▶ SHORT PROBLEM:
Rewrite the rows below with every occurrence of "one point per instance" changed to "a single point for each instance", keeping everything else unchanged.

▶ MATERIAL SHOWN:
%%
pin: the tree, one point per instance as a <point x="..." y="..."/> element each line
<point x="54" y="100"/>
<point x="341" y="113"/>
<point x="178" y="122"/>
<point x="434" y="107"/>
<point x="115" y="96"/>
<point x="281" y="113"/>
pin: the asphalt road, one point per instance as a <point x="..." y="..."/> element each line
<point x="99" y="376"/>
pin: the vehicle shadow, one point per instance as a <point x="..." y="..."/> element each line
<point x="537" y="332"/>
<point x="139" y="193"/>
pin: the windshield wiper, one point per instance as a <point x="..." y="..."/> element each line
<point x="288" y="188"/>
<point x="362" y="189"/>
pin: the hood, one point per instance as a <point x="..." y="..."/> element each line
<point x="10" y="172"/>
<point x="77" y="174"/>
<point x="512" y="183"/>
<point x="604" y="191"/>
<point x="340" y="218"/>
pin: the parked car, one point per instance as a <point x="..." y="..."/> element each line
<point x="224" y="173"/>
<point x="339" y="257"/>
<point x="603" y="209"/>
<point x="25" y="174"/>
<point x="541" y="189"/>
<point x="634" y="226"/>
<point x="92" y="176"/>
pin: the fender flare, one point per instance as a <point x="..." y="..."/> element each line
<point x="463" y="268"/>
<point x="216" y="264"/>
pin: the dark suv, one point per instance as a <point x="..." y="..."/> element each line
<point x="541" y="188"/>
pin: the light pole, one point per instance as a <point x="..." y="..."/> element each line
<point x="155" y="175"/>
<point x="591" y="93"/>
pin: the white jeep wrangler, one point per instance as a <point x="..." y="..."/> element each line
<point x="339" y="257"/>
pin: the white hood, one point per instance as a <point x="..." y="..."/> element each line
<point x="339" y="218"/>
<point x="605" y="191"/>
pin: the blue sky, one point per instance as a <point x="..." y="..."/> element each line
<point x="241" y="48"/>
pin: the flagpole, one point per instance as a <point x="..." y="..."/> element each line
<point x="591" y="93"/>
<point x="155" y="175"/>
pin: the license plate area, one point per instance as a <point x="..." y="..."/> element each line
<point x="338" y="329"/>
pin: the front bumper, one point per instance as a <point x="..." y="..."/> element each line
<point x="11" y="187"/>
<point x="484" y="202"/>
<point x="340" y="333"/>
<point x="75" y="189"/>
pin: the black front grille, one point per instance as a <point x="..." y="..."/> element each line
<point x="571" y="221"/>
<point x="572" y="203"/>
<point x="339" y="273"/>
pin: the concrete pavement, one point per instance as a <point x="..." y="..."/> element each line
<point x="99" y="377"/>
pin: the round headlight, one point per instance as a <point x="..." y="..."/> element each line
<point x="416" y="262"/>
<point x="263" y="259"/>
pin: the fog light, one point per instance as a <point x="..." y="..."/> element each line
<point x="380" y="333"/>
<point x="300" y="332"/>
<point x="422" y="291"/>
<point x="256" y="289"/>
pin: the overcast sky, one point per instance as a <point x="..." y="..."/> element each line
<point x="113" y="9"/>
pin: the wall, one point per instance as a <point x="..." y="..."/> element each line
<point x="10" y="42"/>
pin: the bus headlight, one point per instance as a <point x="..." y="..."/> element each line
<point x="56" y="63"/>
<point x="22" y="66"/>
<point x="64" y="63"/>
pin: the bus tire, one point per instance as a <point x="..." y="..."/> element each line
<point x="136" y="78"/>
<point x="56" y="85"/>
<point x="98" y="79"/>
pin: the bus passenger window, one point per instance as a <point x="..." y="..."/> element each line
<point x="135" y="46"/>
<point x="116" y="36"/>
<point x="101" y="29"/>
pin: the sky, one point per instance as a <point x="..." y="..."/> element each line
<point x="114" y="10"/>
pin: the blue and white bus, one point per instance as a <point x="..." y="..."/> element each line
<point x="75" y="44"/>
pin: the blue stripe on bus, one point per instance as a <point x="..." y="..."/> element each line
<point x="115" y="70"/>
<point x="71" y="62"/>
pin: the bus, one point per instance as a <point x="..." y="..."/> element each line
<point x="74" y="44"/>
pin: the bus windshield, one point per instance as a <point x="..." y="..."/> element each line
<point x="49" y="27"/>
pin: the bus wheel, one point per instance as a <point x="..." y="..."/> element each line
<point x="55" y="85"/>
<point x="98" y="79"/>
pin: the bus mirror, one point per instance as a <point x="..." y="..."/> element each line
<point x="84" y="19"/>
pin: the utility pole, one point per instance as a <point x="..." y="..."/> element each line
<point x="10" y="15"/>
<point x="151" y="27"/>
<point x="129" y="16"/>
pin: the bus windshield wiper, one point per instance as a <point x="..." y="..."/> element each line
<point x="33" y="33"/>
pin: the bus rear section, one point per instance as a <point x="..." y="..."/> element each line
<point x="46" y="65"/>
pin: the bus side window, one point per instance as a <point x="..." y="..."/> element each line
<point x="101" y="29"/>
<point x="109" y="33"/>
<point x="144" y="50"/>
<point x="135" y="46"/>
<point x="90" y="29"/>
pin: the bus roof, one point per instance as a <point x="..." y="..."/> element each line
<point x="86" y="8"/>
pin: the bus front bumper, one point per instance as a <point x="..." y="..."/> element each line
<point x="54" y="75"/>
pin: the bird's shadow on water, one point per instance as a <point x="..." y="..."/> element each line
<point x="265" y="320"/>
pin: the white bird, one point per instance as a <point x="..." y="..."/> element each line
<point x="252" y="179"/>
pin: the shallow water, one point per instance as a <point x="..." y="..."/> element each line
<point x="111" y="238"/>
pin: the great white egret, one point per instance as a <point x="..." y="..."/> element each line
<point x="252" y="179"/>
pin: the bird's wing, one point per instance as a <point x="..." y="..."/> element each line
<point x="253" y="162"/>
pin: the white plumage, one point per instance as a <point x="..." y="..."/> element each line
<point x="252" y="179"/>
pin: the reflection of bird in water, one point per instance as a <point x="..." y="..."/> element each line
%%
▶ RESPONSE FOR THIS EXERCISE:
pin: the tree, a single point for each instance as a <point x="..." y="..."/> element each line
<point x="54" y="100"/>
<point x="341" y="113"/>
<point x="178" y="122"/>
<point x="434" y="107"/>
<point x="115" y="96"/>
<point x="281" y="113"/>
pin: the asphalt road, a single point for each instance as a <point x="..." y="..."/> element each line
<point x="99" y="376"/>
pin: the vehicle shadow, a single point for each instance as a <point x="..." y="..."/> element each line
<point x="537" y="332"/>
<point x="139" y="193"/>
pin: the windshield wiper, a single point for each instance as a <point x="..." y="..."/> element each line
<point x="288" y="188"/>
<point x="362" y="189"/>
pin: the hood, a single point for each instance as a <point x="..." y="..."/> element each line
<point x="10" y="172"/>
<point x="77" y="174"/>
<point x="512" y="183"/>
<point x="604" y="191"/>
<point x="340" y="218"/>
pin: the parked car, a single point for each instance as a <point x="..." y="..."/> element each line
<point x="224" y="173"/>
<point x="339" y="257"/>
<point x="603" y="209"/>
<point x="25" y="174"/>
<point x="541" y="189"/>
<point x="634" y="226"/>
<point x="92" y="176"/>
pin: the fender flare, a single point for each instance as a <point x="..." y="..."/> element each line
<point x="463" y="268"/>
<point x="216" y="264"/>
pin: the dark suv, a single point for each instance as a <point x="..." y="..."/> element each line
<point x="541" y="188"/>
pin: the light pole, a single point for each instance as a <point x="..." y="..."/> element each line
<point x="155" y="175"/>
<point x="591" y="93"/>
pin: the white jeep wrangler, a single point for each instance as a <point x="..." y="..."/> element each line
<point x="339" y="257"/>
pin: the white hood, a single point for each instance as a <point x="..." y="..."/> element each line
<point x="339" y="218"/>
<point x="605" y="191"/>
pin: the blue sky, a single point for each instance as a <point x="..." y="..."/> element each line
<point x="241" y="48"/>
pin: the flagpole, a single point for each instance as a <point x="..." y="..."/> element each line
<point x="591" y="93"/>
<point x="155" y="175"/>
pin: the license plate area, a single point for each instance as a <point x="..." y="..."/> element each line
<point x="338" y="329"/>
pin: the front bumper, a single point for each instance as a <point x="..." y="..."/> element each line
<point x="11" y="187"/>
<point x="484" y="202"/>
<point x="340" y="333"/>
<point x="75" y="189"/>
pin: the black front grille, a single point for each instance as a <point x="..." y="..."/> element each line
<point x="571" y="221"/>
<point x="572" y="203"/>
<point x="339" y="273"/>
pin: the concrete pavement, a single point for each instance as a <point x="..." y="..."/> element each line
<point x="99" y="377"/>
pin: the round headlight, a single point for each instance as a <point x="..." y="..."/> element each line
<point x="416" y="262"/>
<point x="263" y="259"/>
pin: the fog light, a single point for each instance as a <point x="..." y="..."/> element each line
<point x="380" y="333"/>
<point x="300" y="332"/>
<point x="422" y="291"/>
<point x="256" y="289"/>
pin: the overcast sky, a single point for each instance as a <point x="..." y="..."/> element each line
<point x="113" y="9"/>
pin: the wall, a single point for each instance as a <point x="..." y="..."/> element each line
<point x="10" y="42"/>
pin: the bus headlight, a single point for each instance as a <point x="..." y="..."/> element each line
<point x="56" y="63"/>
<point x="22" y="66"/>
<point x="64" y="63"/>
pin: the bus tire, a single point for each instance as a <point x="..." y="..."/> element each line
<point x="136" y="78"/>
<point x="56" y="85"/>
<point x="98" y="79"/>
pin: the bus passenger window, a single point for each instance as a <point x="..." y="..."/> element each line
<point x="135" y="46"/>
<point x="116" y="36"/>
<point x="101" y="29"/>
pin: the sky, a single point for each instance as a <point x="..." y="..."/> element each line
<point x="114" y="10"/>
pin: the blue and white bus, a single point for each instance as a <point x="..." y="..."/> element each line
<point x="75" y="44"/>
pin: the blue stripe on bus, a single point for each instance as a <point x="..." y="..."/> element each line
<point x="115" y="70"/>
<point x="71" y="62"/>
pin: the bus, a single point for each instance as a <point x="..." y="..."/> element each line
<point x="74" y="44"/>
pin: the bus windshield, a single point for each instance as a <point x="..." y="..."/> element each line
<point x="49" y="27"/>
pin: the bus wheel, a single point for each instance as a <point x="..." y="..."/> element each line
<point x="55" y="85"/>
<point x="98" y="79"/>
pin: the bus mirror, a single point for each instance as a <point x="..." y="..."/> element each line
<point x="84" y="19"/>
pin: the utility pole, a single point for each instance as a <point x="..." y="..."/> element each line
<point x="10" y="15"/>
<point x="151" y="27"/>
<point x="129" y="16"/>
pin: the bus windshield wiper, a single point for each instance as a <point x="..." y="..."/> element each line
<point x="33" y="33"/>
pin: the bus rear section, a single point for each instance as a <point x="..." y="..."/> element each line
<point x="46" y="65"/>
pin: the bus side window, a single point for each instance as a <point x="..." y="..."/> element each line
<point x="101" y="29"/>
<point x="109" y="33"/>
<point x="144" y="50"/>
<point x="135" y="46"/>
<point x="90" y="29"/>
pin: the bus roof, a single point for each instance as a <point x="..." y="..."/> element each line
<point x="86" y="8"/>
pin: the bus front bumper, a single point for each instance as a <point x="..." y="..."/> element each line
<point x="54" y="75"/>
pin: the bird's shadow on water, a single point for each instance as a <point x="..." y="..."/> element each line
<point x="265" y="320"/>
pin: the white bird, a single point for each instance as a <point x="..." y="..."/> element each line
<point x="252" y="179"/>
pin: the shallow water, a single point for each instance as a <point x="..." y="..."/> element each line
<point x="111" y="238"/>
pin: the great white egret, a single point for each instance as a <point x="..." y="..."/> element each line
<point x="252" y="179"/>
pin: the bird's wing, a single point for each instance as a <point x="..." y="..."/> element each line
<point x="253" y="162"/>
pin: the white plumage, a single point for each instance as a <point x="..." y="..."/> element each line
<point x="252" y="179"/>
pin: the reflection of bird in water, a single point for each instance as a <point x="..." y="..."/> element each line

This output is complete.